What to do - Every line below should be repeated exactly as written.

--- START ---

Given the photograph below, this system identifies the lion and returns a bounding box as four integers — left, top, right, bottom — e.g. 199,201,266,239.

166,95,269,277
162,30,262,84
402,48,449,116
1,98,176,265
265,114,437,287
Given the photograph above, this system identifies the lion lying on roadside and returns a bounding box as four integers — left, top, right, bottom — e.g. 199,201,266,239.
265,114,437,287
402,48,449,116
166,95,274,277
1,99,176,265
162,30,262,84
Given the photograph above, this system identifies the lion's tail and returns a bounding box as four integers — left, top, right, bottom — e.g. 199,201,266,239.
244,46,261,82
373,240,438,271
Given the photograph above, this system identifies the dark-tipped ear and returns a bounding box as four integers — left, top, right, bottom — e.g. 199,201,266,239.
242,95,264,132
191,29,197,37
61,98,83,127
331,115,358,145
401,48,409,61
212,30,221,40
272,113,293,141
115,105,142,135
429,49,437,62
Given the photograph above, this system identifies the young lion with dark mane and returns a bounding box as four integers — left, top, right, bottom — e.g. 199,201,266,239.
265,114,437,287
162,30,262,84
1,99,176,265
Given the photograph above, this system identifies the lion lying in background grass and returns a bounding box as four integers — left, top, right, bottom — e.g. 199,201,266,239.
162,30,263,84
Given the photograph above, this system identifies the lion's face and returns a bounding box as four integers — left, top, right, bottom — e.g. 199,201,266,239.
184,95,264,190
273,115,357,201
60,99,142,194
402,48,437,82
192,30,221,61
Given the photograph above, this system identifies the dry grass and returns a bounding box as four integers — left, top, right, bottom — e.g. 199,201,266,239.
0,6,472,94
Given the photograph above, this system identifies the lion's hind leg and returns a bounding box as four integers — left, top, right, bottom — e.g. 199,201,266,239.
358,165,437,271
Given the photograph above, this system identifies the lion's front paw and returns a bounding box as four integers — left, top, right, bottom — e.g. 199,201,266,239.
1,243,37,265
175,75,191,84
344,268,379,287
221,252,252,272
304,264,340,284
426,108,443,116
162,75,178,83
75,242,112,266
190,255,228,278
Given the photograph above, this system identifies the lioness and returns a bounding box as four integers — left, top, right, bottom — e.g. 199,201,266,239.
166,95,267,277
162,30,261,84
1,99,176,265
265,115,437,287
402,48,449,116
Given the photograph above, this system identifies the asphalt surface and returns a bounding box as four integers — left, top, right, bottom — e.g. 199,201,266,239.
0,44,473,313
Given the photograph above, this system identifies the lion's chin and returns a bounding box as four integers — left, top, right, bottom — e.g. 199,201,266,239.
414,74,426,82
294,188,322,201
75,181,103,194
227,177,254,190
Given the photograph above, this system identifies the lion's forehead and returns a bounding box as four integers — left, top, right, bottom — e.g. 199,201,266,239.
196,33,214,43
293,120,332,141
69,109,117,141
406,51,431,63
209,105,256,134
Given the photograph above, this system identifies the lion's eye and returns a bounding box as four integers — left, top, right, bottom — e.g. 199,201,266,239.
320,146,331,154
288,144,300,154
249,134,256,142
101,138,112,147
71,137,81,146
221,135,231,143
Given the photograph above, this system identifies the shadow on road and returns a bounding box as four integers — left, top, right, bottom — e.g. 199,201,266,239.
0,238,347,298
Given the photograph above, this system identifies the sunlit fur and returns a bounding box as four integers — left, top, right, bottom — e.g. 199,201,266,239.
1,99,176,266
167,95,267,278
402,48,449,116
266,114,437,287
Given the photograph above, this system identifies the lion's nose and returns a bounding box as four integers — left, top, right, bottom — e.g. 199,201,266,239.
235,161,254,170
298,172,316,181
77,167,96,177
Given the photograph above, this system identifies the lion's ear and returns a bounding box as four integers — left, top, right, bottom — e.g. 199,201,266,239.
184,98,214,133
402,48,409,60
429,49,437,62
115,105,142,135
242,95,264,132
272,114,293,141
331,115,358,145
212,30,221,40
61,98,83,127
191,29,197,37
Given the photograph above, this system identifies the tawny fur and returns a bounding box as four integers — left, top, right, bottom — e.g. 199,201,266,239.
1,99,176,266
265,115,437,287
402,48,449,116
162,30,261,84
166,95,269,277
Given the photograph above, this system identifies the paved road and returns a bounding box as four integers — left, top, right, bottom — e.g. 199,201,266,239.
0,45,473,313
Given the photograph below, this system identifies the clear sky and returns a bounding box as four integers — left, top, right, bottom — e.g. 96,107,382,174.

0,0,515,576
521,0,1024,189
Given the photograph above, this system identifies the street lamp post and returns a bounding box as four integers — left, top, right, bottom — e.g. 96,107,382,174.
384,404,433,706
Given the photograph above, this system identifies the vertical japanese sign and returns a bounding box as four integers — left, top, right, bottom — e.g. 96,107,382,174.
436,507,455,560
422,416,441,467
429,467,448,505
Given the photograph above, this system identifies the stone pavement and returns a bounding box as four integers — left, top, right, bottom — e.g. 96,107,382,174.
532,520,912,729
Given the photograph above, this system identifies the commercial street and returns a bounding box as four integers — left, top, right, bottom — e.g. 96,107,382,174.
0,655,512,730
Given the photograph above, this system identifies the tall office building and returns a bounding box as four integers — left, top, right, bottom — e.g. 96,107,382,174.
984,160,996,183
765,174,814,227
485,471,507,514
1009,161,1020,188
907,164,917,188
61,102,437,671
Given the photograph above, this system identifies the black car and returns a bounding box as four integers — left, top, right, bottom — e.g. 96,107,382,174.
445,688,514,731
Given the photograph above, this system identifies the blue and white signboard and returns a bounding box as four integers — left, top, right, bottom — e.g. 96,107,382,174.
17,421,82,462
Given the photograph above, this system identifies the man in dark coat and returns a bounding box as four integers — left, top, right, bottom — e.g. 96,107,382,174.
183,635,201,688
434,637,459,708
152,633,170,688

--- END ---

Answer space -
Given the photograph below, this system identifies the lion and returns a bounding box as four integers — left, top, right, bottom — e.g. 199,201,266,239.

166,95,269,277
162,30,262,84
402,48,449,116
1,98,176,265
265,114,437,287
Given the photograph above, this system identifies the lion lying on roadside and returns a bounding box as four integers — left, top, right, bottom — e.g. 199,201,266,239.
265,114,437,287
402,48,449,116
166,95,274,277
1,99,176,265
162,30,262,84
Given the photograph above, this system identifies the lion's tail and returns a bounding box as four integers — left, top, right, bottom — e.g. 199,201,266,239.
244,46,261,82
373,240,438,271
Given the photograph above, this system identifies the dark-tipped ear and returns a bounding box as four integers — left, top, right, bottom — e.g. 199,201,266,239.
242,95,264,132
191,29,197,37
61,98,83,127
331,115,358,145
401,48,409,61
212,30,221,40
272,113,293,141
115,105,142,135
429,49,437,62
Given the photograph above, this system identifies the young lion with dark mane and returns a bounding box as four integers — left, top, right, bottom — e.g. 199,201,266,239.
265,114,437,287
162,30,262,84
1,99,176,265
Given the photograph above, this system identifies the lion lying in background grass and returns a bounding box as four integers — left, top, right, bottom — e.g. 199,201,266,239.
162,30,263,84
Given the photograph above, this system identifies the lion's face and returns a bounding box as four integers — left, top, right, bottom — e.g. 199,201,266,239.
184,95,264,190
273,115,357,201
60,99,142,194
402,48,437,82
192,30,221,61
Given the photograph above, this system identifies the dry grass and returns a bounding box as four integers — left, top, right, bottom — e.g. 199,201,266,239.
0,6,472,94
Given the photograph above, this system identifies the lion's hind leg and returns a bounding box as four integers — left, top, right, bottom — e.g. 199,201,266,239.
358,165,437,271
Given the photograph above, this system identifies the lion's front paw and returns a bounding box as four integers — left, top, right, bottom — e.g. 199,201,266,239.
1,243,37,265
175,75,191,84
344,268,379,287
221,252,252,272
304,264,340,284
426,108,443,116
162,75,178,83
75,242,112,266
190,255,228,278
Given the photograph above, this system identifies the lioness and returns a bounding box as four integers — left, top, right, bottom — e.g. 199,201,266,239.
166,95,267,277
162,30,261,84
1,99,176,265
265,115,437,287
402,48,449,116
Given the photograph above, this system identifies the asphalt surface and returns a bounding box as four integers — left, top, right, bottom — e.g. 199,201,266,239.
0,44,473,313
Given the photograph above, this system identifies the lion's chin and returns a bounding box as four integers — left, top, right, bottom — e.g. 199,201,266,239.
414,74,426,82
294,188,322,201
75,181,103,194
227,177,254,190
Given the photograph above, this system identifies the lion's forehead and returns a bounding box as four integers — left, top, right, bottom — e.g. 199,201,266,239.
196,33,214,43
293,120,332,141
69,109,117,141
406,51,431,63
209,105,256,134
Given the photograph above, this system identifies the lion's eye and returns a bounding box as four integers — left, top, right, bottom — e.g. 199,201,266,239.
320,146,331,154
288,144,300,154
249,134,256,142
101,138,112,147
71,137,81,146
221,135,231,143
Given the photograph above, this system identifies the shadow on road and returns a bounding box as four integers — left, top, right, bottom — e.g. 199,201,266,239.
0,238,347,298
Given the photograph above, this system identifies the sunlit fur and returns a bounding box as four integers — left, top, right, bottom — e.g. 199,201,266,239.
1,99,176,266
167,95,267,278
402,48,449,116
266,114,437,287
Given the photograph above, this system identifies the lion's nose and returns a bounding box as four integers — left, top, right, bottom — e.g. 199,201,266,239.
235,161,254,170
298,172,316,181
77,167,96,177
Given the photograph above, this system identifies the lion's ear and returns a bounding box as four integers — left, top, right, bottom — e.g. 199,201,266,239.
184,98,214,133
402,48,409,60
429,49,437,62
115,105,142,135
242,95,264,132
272,114,293,141
331,115,358,145
212,30,221,40
61,98,83,127
191,29,197,37
Given the photograph above, this system identifies the tawny fur and returns a bounding box as four integers — left, top, right, bottom — e.g. 199,201,266,239.
1,99,176,266
265,115,437,287
402,48,449,116
162,30,261,84
166,95,269,277
Given the photograph above, this system identifies the paved road and returns a bounding box as four integers — left, top, right, bottom — e.g. 199,201,266,239.
0,45,473,313
Given the photograph below, this system identifies the clear sky and returns a bounding box as four integers — left, top, right, bottom — e.g. 96,107,382,174.

0,0,515,576
521,0,1024,189
Given the photograph above, this system identifies the street lamp post and returns a bounding box as four integers — left, top, right, bottom — e.g. 96,107,382,174.
384,404,433,706
Given the photograph above, this system identifies the vertical japanese sign and returns a bounding box as four integers — left, top, right, bottom — e.g. 96,107,382,174.
436,507,455,560
422,416,441,467
429,467,448,505
Given the photograph above, this system identifies the stone pavement and returns a bounding box as four integers — left, top, right, bottom — e.g. 96,107,382,174.
532,520,912,729
Given the photograph above, this system identifies the commercial street and returns a bounding box as four integers — left, top, right, bottom — e.g. 96,107,382,174.
0,655,512,730
Given the photograph above, this system identifies the tall office building and returns a bounding box as four integers — left, top, right, bottom — e.g. 96,107,382,174.
984,160,996,183
765,174,814,227
485,471,507,514
1009,161,1020,188
907,164,917,188
61,102,437,671
Given the photograph above, this system identifies the black car and returns a bounding box as four integers — left, top, right, bottom — e.g. 96,107,382,174.
445,688,514,731
Given the photograph above, this system identifies the blue and white signboard and returns a bounding box as four integers — left, top, right, bottom — e.g. 96,107,382,174.
17,421,82,462
Given the photograph above, this system identifies the man in dark coat and returns a bounding box as four integers — left, top, right, bottom — e.g. 96,107,382,174.
183,635,201,688
434,637,459,708
152,633,170,688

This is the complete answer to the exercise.